[Source document]
** BEGIN **
For a completeness, the readers can find the explicit form of the density-matrix elements for a few selected mixed spin-(1/2,S) Heisenberg dimers ($S=1,3/2,2,5/2$) in the Appendix A.

In order to calculate the density matrix ${\widehat{\rho }}^{T_{1/2}}$ partially transposed with respect to the spin-1/2 subsystem, it is sufficient to replace the bra and ket state vectors referred to the spin-1/2 subsystem. It is clear, that the diagonal elements derived from Equations (16) and (17) remain unchanged, whereas off-diagonal ones are moved to other positions. The partial transposition does not conserve the total spin momentum $S_t^z$, but it conserves the staggered spin momentum $S_{tm}^z=S^z-{\mu }^z$ running from $-S-1/2$ to $S+1/2$. Subsequently, the non-zero elements of the partially transposed density matrix ${\widehat{\rho }}^{T_{1/2}}$ expressed in term of $S_{tm}^z$ have the form

$$\begin{array}{cc}\hfill & \langle \frac{1}{2},S^z|{\widehat{\rho }}^{T_{1/2}}|\frac{1}{2},S^z\rangle =\left\{\begin{array}{cc}\frac{1}{\mathcal{Z}}{\mathrm{e}}^{-\beta {\epsilon }_{S,S+\frac{1}{2}}},\hfill & if{S}^z=S;S_{tm}^z=S-\frac{1}{2}\hfill \\ \\ \frac{1}{\mathcal{Z}}\left[{\left(c_{S,S_{tm}^z+1}^{-}\right)}^2{\mathrm{e}}^{-\beta {\epsilon }_{S,S_{tm}^z+1}^{-}}+{\left(c_{S,S_{tm}^z+1}^{+}\right)}^2{\mathrm{e}}^{-\beta {\epsilon }_{S,S_{tm}^z+1}^{+}}\right],\hfill & \\ \hfill & if{S}^z=-S,-S+1,\dots ,S-1,\hfill \\ \hfill & S_{tm}^z=-S-\frac{1}{2},\dots ,S-\frac{3}{2},\hfill \end{array}\right.\hfill \end{array}$$

(19)
** END **
[Set task 1] Print the density-matrix passage from "For a completeness, the" up to and including "the Appendix A.".
[Set task 2] Locate each line of the entries that contains the word "building" and copy those lines.
The density-matrix passage and the entries come from unrelated sources.

[Material shown]
** BEGIN **
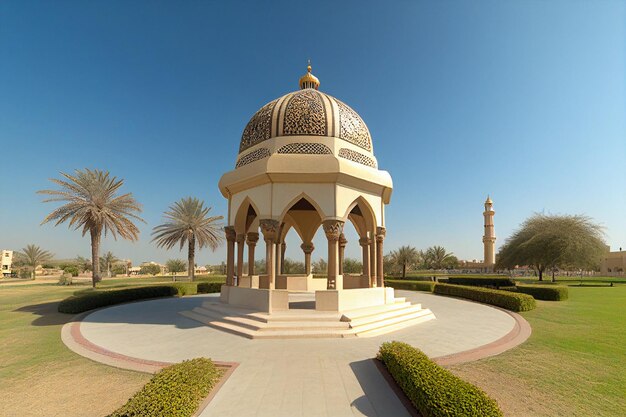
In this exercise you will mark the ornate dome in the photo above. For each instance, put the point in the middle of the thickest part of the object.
(307, 112)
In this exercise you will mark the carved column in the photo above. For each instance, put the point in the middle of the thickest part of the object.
(308, 249)
(241, 239)
(230, 253)
(269, 228)
(342, 249)
(380, 236)
(333, 229)
(283, 249)
(365, 245)
(373, 270)
(252, 239)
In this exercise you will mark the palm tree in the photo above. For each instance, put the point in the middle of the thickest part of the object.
(404, 257)
(438, 257)
(188, 222)
(107, 261)
(92, 203)
(33, 255)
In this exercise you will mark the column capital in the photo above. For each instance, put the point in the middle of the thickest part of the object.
(307, 247)
(269, 228)
(342, 241)
(231, 235)
(252, 238)
(333, 229)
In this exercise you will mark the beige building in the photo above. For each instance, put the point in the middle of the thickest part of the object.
(613, 262)
(7, 262)
(306, 161)
(489, 237)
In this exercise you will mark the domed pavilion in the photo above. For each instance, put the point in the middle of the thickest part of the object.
(306, 160)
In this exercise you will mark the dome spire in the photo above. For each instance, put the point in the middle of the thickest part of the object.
(309, 80)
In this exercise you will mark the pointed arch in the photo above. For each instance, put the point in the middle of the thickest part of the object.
(245, 216)
(362, 216)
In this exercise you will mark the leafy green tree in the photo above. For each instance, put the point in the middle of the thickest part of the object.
(188, 221)
(32, 256)
(92, 203)
(175, 265)
(551, 242)
(436, 257)
(83, 264)
(150, 269)
(405, 257)
(107, 261)
(352, 266)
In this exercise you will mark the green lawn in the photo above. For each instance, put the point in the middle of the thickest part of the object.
(40, 376)
(573, 364)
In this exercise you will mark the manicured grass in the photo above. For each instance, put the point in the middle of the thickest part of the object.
(573, 364)
(39, 375)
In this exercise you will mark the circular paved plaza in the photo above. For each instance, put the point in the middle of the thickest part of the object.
(291, 377)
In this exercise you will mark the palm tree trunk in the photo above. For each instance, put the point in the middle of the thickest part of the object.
(95, 258)
(191, 268)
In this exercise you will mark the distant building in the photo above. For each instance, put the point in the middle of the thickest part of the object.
(7, 261)
(613, 262)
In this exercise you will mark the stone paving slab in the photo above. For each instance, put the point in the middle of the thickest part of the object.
(293, 377)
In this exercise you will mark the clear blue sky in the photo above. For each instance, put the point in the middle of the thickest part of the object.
(523, 100)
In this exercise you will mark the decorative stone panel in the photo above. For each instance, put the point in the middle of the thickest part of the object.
(252, 157)
(353, 128)
(258, 128)
(357, 157)
(305, 114)
(305, 148)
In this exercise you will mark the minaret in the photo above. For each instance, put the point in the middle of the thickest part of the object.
(489, 239)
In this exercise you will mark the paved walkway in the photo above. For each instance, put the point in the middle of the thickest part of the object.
(297, 377)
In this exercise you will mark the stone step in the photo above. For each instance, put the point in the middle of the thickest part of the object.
(372, 311)
(392, 324)
(364, 320)
(428, 315)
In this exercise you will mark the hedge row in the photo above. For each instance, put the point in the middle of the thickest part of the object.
(411, 285)
(89, 301)
(482, 281)
(505, 299)
(435, 391)
(545, 292)
(175, 391)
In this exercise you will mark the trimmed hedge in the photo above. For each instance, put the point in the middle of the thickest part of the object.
(89, 301)
(175, 391)
(482, 281)
(510, 300)
(411, 285)
(209, 287)
(435, 391)
(545, 292)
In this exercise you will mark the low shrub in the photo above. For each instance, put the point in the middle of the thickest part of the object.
(545, 292)
(209, 287)
(175, 391)
(65, 279)
(89, 301)
(435, 391)
(411, 285)
(510, 300)
(486, 281)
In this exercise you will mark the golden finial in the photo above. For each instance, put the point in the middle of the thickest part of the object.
(309, 80)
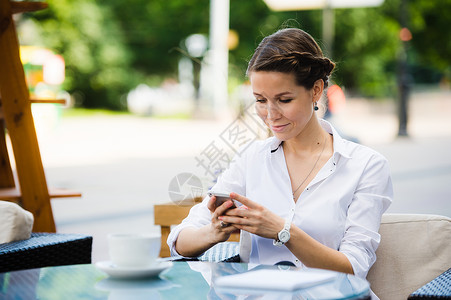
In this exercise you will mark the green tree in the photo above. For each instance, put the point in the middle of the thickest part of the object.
(88, 36)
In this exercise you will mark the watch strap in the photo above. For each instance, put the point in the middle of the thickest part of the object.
(286, 227)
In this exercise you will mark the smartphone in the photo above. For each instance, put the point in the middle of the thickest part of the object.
(223, 197)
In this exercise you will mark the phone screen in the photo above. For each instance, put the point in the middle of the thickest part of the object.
(221, 198)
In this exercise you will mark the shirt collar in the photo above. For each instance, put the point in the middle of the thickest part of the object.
(339, 143)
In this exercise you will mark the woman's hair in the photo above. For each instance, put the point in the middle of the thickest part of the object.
(292, 50)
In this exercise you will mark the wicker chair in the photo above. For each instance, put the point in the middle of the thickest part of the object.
(44, 250)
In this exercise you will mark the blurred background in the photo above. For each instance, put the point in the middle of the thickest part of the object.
(156, 89)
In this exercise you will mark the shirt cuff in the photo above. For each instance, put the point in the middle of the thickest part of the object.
(172, 238)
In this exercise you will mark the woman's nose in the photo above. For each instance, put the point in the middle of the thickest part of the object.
(273, 112)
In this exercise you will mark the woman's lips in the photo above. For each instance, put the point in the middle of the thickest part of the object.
(278, 128)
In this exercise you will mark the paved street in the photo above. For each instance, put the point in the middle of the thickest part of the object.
(123, 164)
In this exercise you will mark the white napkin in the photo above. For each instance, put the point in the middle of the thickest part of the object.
(283, 280)
(15, 222)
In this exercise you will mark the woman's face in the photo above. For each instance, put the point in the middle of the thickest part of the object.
(285, 107)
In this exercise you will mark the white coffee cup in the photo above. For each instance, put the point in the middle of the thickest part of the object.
(133, 250)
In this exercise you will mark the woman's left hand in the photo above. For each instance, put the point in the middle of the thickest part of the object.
(254, 218)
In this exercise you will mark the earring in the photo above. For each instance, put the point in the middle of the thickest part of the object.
(315, 106)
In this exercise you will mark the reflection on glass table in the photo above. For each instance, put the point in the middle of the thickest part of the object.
(182, 280)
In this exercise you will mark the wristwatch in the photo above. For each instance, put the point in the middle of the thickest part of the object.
(284, 235)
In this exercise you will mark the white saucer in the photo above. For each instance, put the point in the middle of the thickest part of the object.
(116, 272)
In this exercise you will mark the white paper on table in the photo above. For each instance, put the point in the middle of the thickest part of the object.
(283, 280)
** END **
[Complete output 1]
For a completeness, the readers can find the explicit form of the density-matrix elements for a few selected mixed spin-(1/2,S) Heisenberg dimers ($S=1,3/2,2,5/2$) in the Appendix A.

[Complete output 2]
In this exercise you will mark the beige building in the photo above. For each instance, put the point in the middle of the thickest part of the object.
In this exercise you will mark the distant building in the photo above. For each instance, put the point in the middle of the thickest part of the object.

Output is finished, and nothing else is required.